* Instructions for the task
Print verbatim every line starting at the one that contains "In this exercise you will mark the heart-shaped" and ending at the final line of the records; include both endpoints.

[Excerpts of pointing data]
►

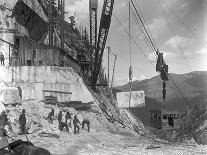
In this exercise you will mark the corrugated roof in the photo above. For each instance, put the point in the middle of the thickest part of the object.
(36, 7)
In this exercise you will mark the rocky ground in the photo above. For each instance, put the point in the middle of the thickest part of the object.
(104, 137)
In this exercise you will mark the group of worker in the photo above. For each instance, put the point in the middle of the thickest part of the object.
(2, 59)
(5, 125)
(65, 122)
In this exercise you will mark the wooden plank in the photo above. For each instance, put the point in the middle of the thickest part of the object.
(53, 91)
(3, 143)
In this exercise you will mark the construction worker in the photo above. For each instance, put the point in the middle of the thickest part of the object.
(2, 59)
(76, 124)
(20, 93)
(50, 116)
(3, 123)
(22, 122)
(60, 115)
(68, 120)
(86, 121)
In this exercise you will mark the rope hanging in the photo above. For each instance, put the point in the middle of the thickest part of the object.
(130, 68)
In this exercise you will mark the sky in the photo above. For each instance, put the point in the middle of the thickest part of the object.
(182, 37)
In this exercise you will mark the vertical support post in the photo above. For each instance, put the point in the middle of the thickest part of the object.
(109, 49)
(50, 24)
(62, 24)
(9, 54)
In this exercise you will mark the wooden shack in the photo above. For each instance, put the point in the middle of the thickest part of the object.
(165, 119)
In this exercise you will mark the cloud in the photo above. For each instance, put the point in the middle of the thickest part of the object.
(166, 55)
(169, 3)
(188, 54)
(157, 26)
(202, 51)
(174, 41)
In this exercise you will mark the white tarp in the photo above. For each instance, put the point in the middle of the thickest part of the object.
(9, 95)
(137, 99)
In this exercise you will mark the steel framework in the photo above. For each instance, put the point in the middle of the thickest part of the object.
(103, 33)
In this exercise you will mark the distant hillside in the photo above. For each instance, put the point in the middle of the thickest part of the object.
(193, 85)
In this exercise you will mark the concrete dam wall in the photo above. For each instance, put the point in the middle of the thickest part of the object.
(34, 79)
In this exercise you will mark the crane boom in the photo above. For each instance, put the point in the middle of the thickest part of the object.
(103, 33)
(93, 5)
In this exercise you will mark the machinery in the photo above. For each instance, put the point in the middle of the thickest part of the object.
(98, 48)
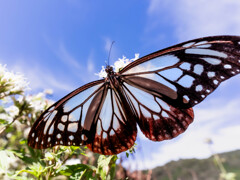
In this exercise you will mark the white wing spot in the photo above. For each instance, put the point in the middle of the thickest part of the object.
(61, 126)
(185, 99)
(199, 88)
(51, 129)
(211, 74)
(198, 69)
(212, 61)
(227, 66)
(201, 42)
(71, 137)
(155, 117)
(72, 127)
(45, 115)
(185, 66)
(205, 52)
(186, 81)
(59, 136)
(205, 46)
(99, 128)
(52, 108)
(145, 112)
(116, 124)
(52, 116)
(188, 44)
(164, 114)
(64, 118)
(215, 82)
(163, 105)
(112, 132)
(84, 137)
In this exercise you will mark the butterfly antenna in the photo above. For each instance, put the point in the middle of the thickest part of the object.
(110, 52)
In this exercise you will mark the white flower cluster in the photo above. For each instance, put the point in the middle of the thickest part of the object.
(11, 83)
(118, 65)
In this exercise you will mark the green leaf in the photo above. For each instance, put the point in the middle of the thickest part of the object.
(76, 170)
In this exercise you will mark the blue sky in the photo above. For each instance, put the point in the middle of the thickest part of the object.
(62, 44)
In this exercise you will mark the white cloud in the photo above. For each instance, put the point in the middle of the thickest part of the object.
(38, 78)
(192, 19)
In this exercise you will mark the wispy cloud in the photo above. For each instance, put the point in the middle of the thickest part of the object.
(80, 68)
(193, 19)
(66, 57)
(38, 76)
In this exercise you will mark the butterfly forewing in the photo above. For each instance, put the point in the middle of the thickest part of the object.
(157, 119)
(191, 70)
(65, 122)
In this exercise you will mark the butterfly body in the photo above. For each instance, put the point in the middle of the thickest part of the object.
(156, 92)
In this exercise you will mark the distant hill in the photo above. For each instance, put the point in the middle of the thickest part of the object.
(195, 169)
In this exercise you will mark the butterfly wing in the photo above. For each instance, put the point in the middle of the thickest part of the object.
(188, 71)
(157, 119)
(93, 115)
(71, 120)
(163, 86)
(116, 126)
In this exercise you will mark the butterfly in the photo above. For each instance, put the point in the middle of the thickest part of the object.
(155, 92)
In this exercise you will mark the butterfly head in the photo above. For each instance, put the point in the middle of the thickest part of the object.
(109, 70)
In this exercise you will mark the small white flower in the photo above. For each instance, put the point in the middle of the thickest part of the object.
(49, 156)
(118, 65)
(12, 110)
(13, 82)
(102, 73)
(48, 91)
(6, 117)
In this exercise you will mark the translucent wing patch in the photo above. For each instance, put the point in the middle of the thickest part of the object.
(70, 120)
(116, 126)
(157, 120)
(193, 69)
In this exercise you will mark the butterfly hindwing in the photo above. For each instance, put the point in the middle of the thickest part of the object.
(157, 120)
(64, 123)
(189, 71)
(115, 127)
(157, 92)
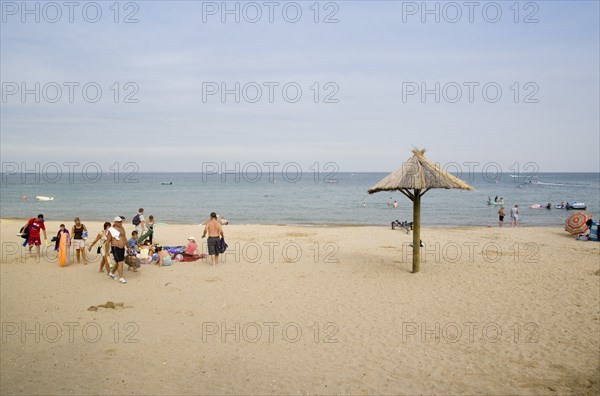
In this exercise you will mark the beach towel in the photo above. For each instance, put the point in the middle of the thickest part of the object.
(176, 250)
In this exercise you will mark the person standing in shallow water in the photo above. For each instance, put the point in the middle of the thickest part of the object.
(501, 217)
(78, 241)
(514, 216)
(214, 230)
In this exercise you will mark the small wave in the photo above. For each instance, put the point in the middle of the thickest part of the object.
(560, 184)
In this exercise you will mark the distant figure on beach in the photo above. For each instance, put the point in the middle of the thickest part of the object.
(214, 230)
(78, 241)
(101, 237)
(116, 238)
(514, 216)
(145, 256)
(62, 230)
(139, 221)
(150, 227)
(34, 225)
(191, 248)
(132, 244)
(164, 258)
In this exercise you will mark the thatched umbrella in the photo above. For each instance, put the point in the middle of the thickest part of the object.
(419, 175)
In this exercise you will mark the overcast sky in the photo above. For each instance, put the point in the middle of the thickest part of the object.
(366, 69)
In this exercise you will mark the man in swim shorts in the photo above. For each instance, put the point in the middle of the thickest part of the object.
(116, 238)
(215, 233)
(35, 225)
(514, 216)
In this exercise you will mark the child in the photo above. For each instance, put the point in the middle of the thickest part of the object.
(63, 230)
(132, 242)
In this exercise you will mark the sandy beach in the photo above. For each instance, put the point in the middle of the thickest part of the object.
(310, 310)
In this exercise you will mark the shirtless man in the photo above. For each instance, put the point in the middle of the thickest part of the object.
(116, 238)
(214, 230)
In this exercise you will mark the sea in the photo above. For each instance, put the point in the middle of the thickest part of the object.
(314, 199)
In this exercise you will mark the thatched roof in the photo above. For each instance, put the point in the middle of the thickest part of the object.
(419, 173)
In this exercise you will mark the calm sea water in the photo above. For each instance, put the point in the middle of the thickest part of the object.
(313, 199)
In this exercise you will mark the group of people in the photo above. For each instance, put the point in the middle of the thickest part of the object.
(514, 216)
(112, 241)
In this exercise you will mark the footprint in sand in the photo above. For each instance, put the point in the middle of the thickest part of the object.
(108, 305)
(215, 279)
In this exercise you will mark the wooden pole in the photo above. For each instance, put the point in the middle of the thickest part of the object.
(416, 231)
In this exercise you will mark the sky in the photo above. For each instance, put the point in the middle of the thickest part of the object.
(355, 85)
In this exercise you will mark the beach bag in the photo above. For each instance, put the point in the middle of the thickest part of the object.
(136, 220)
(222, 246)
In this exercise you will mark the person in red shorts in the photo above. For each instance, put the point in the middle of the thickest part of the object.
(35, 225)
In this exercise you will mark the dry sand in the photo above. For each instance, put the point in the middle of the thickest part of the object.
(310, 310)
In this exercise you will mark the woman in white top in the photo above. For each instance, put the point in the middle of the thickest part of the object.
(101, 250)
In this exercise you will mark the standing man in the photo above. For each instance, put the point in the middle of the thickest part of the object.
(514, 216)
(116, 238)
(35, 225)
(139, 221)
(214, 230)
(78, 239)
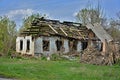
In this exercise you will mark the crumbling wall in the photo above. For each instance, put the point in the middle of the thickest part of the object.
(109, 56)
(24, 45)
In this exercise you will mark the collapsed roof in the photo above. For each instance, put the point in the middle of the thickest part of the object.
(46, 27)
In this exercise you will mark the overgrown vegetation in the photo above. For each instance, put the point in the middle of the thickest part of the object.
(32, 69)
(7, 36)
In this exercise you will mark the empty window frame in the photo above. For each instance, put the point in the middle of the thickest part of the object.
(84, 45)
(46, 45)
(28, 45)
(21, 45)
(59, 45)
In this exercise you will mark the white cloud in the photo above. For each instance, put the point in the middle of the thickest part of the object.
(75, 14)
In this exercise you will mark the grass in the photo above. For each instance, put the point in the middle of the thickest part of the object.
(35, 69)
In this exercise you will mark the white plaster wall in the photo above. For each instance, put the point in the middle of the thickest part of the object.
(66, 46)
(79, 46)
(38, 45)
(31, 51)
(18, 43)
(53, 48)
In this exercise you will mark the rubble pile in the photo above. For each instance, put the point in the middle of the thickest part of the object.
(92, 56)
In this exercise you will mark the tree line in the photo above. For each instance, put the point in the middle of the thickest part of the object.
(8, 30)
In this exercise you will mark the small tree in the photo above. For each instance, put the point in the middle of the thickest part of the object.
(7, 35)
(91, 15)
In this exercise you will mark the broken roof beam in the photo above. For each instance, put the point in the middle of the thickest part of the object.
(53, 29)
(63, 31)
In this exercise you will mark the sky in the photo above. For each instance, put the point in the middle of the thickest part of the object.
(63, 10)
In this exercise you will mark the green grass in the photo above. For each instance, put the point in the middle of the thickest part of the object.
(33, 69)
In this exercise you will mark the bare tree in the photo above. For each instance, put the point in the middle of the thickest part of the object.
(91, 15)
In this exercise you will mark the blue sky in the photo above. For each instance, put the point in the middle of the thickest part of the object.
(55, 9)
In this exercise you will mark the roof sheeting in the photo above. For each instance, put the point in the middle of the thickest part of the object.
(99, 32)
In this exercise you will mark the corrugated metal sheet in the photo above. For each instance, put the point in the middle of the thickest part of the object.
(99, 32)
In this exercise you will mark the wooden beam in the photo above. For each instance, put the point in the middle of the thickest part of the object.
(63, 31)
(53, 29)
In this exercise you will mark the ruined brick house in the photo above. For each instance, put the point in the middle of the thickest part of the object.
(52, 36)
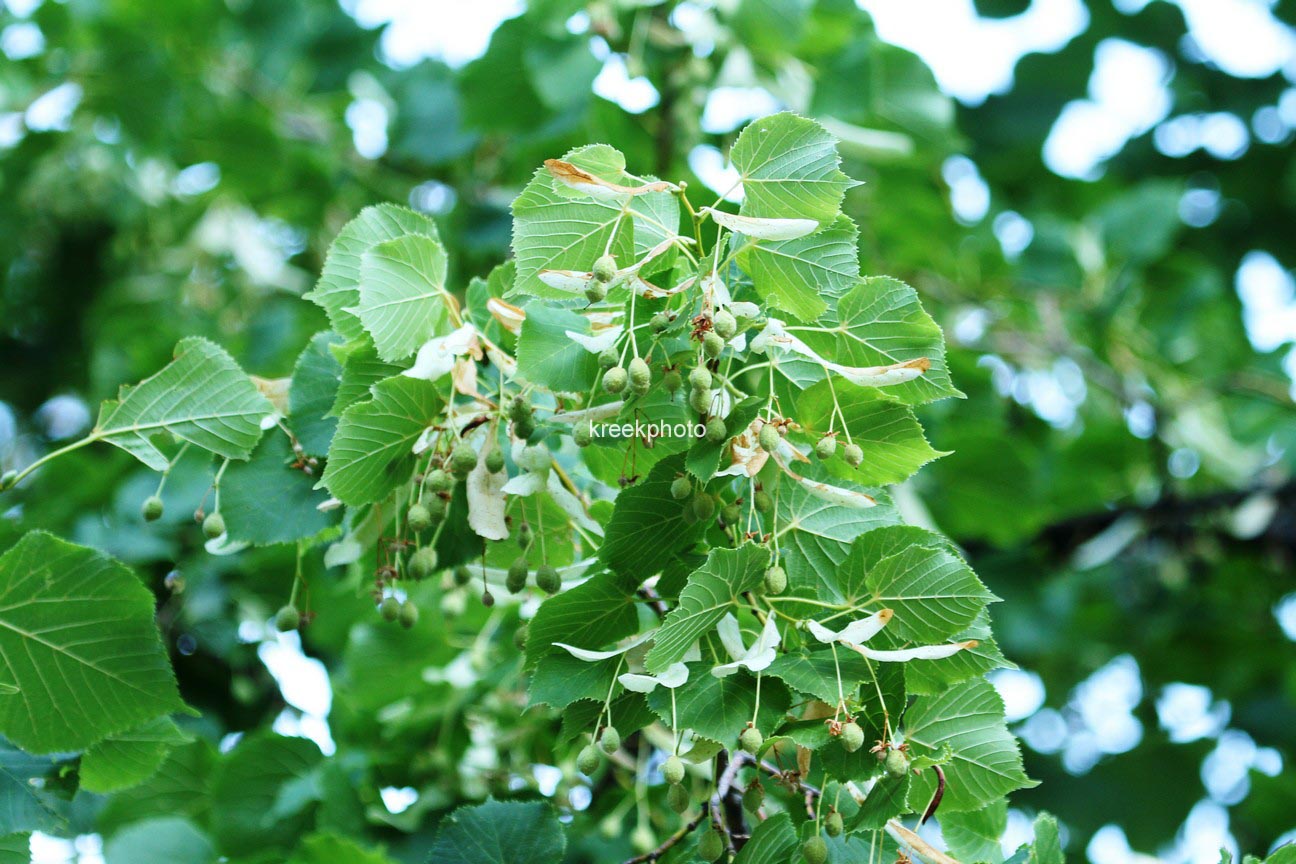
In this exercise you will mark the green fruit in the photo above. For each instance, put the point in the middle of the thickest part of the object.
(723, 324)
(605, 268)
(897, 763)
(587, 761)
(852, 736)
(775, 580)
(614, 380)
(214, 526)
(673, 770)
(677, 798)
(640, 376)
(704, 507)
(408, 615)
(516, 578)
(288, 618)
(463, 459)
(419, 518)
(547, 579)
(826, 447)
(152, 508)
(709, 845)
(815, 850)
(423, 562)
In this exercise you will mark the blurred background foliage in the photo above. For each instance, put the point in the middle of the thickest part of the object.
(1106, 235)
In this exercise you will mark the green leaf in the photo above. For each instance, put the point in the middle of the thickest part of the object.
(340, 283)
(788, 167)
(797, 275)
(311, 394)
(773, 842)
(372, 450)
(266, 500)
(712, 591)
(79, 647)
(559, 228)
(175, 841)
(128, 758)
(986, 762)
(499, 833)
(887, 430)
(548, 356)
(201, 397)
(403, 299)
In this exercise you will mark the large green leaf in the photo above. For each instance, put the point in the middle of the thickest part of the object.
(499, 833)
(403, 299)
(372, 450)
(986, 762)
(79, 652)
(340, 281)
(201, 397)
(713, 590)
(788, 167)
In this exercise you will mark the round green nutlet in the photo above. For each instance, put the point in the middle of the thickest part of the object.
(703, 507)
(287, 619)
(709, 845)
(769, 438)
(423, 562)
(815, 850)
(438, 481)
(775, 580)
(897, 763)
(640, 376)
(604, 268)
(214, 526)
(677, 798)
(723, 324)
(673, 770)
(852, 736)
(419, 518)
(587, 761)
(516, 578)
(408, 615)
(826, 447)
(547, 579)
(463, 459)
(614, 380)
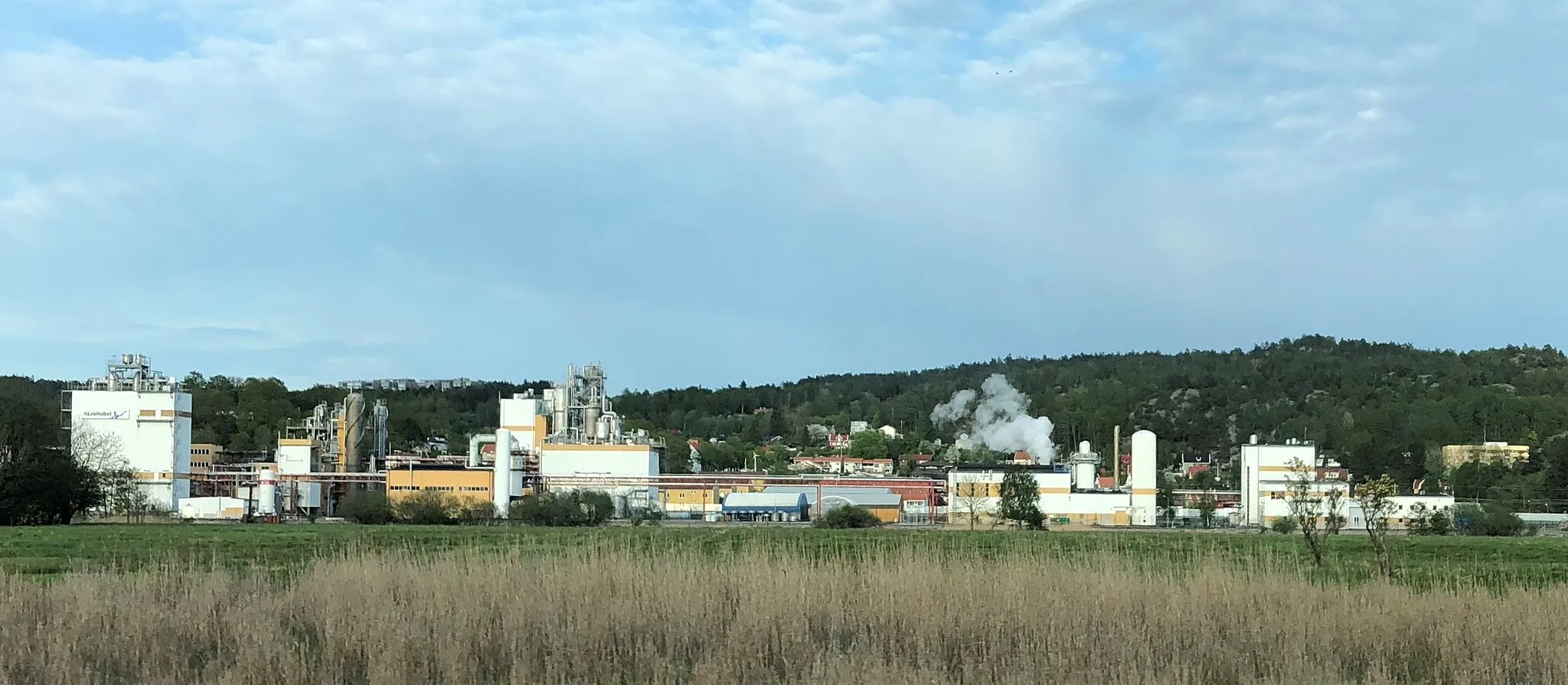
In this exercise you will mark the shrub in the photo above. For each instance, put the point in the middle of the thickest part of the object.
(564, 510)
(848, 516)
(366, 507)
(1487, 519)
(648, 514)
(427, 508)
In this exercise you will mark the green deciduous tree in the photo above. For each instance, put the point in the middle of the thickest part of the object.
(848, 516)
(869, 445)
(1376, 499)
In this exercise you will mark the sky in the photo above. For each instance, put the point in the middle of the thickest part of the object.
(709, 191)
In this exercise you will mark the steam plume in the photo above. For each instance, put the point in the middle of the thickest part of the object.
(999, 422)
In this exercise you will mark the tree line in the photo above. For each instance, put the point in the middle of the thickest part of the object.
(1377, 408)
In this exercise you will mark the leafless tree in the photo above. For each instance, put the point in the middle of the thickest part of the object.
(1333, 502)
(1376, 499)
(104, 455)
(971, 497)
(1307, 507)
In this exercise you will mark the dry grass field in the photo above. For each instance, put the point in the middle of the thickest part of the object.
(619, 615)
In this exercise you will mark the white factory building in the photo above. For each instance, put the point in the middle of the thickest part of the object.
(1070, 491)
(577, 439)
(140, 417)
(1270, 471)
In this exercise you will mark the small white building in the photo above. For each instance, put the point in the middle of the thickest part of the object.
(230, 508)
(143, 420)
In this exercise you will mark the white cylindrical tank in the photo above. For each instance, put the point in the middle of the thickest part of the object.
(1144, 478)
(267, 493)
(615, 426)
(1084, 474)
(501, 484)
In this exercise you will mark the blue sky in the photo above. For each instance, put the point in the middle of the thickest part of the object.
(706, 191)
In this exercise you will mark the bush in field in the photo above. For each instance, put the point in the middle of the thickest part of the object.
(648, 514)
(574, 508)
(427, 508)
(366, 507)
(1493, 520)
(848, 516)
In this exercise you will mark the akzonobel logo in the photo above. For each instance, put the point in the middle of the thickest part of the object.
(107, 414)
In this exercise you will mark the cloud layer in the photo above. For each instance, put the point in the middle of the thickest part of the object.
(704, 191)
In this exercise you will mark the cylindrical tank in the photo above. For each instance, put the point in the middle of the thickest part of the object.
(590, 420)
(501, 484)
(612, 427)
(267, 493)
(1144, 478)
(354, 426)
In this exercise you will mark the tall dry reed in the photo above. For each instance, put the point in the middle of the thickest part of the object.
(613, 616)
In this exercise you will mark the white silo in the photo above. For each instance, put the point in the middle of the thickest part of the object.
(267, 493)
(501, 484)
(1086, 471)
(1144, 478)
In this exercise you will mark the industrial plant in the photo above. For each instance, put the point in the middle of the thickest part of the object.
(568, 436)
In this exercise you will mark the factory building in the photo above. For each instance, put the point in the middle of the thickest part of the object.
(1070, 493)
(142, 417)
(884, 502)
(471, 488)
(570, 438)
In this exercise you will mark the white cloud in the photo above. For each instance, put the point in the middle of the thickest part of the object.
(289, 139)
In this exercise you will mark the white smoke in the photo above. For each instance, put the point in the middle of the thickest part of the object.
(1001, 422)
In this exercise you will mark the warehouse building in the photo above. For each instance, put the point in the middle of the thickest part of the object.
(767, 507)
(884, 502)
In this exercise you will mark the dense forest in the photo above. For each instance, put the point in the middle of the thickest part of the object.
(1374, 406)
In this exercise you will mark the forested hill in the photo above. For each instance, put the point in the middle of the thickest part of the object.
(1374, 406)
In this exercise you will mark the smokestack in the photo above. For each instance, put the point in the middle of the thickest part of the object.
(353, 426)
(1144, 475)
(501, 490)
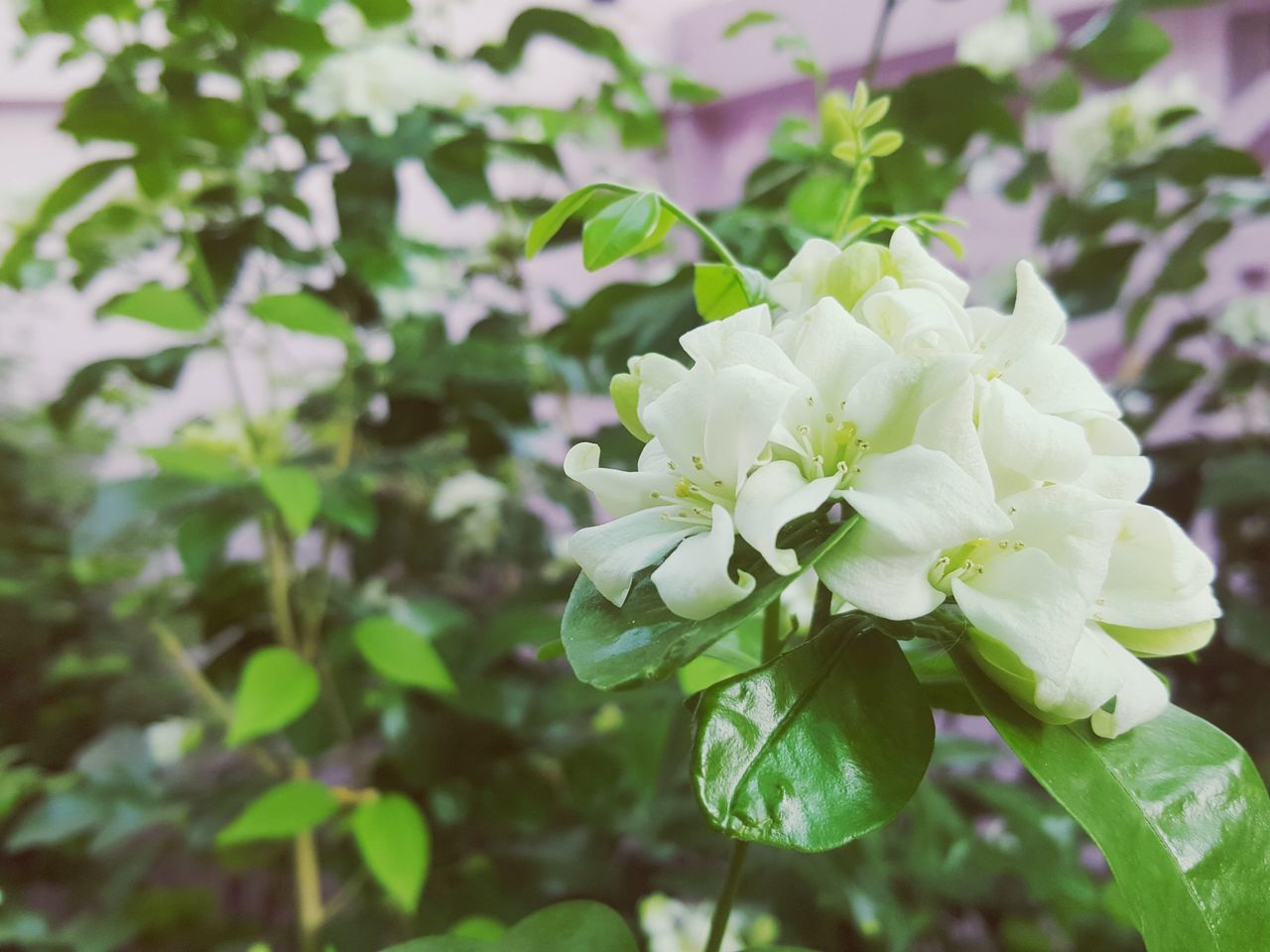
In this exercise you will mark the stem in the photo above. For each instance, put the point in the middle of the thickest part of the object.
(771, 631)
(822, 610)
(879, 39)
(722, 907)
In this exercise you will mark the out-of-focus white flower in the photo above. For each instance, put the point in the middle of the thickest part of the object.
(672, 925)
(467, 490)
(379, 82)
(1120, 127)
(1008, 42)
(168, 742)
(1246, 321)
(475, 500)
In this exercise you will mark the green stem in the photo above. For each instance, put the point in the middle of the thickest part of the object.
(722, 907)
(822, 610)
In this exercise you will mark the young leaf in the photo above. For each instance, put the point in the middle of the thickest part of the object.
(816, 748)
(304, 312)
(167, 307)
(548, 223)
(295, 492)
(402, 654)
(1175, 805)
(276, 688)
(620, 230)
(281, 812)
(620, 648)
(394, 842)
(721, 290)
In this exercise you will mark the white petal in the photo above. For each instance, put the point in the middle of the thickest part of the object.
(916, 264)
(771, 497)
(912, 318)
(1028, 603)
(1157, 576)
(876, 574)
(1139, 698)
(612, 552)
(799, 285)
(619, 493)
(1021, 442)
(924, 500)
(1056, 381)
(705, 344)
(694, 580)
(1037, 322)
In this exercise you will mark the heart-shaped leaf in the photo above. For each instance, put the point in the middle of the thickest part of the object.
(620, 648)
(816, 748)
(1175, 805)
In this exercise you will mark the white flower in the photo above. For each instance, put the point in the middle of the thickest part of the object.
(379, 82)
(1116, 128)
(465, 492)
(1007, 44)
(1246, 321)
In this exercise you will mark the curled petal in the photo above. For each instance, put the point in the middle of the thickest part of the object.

◄

* Response for this exercise
In this exercise you will mark the heart-shaped leaf in the photo above. For each instance, put the point in the middle of the thickest part of the object.
(620, 648)
(816, 748)
(1175, 805)
In this exercise you will mark the white flower in the photo above. For each instance, put the point in the middle of the thickest part of the object.
(379, 82)
(1116, 128)
(465, 492)
(1007, 44)
(1246, 321)
In this exercise you will mark the curled petal in the photo above. For each instance, put the point in the middle of the thickest part of the object.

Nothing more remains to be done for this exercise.